---------- Records shown

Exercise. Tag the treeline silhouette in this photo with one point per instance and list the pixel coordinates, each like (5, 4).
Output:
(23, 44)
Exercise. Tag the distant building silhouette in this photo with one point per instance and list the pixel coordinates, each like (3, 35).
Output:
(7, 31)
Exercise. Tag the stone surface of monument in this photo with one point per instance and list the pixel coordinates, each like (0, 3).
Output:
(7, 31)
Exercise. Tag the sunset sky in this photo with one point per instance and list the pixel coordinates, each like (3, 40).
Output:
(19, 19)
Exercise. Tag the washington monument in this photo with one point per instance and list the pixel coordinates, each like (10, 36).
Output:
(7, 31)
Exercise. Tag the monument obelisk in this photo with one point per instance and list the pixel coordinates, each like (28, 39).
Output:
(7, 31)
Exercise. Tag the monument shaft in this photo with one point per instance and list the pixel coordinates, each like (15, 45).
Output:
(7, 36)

--------------------

Task instructions - Working through the records, find each line containing the word "with" and copy it.

Completed exercise -
Exercise. Tag the treeline silhouette in this photo with one point per instance and list the pixel coordinates, each like (5, 4).
Exercise. Tag the distant building silhouette in this photo with one point per instance and list the pixel coordinates, each like (3, 35).
Exercise. Tag the stone surface of monument in this photo with one point per instance and list the pixel coordinates, each like (0, 3).
Exercise. Tag the sunset sky in this photo with one point per instance and list the pixel coordinates, each like (3, 40).
Exercise. Tag the washington monument in this photo with one point per instance and list the pixel coordinates, each like (10, 36).
Exercise. Tag the monument obelisk in this photo with one point per instance and list the pixel coordinates, each like (28, 39).
Exercise. Tag the monument shaft in this photo with one point per instance and list the pixel coordinates, each like (15, 45).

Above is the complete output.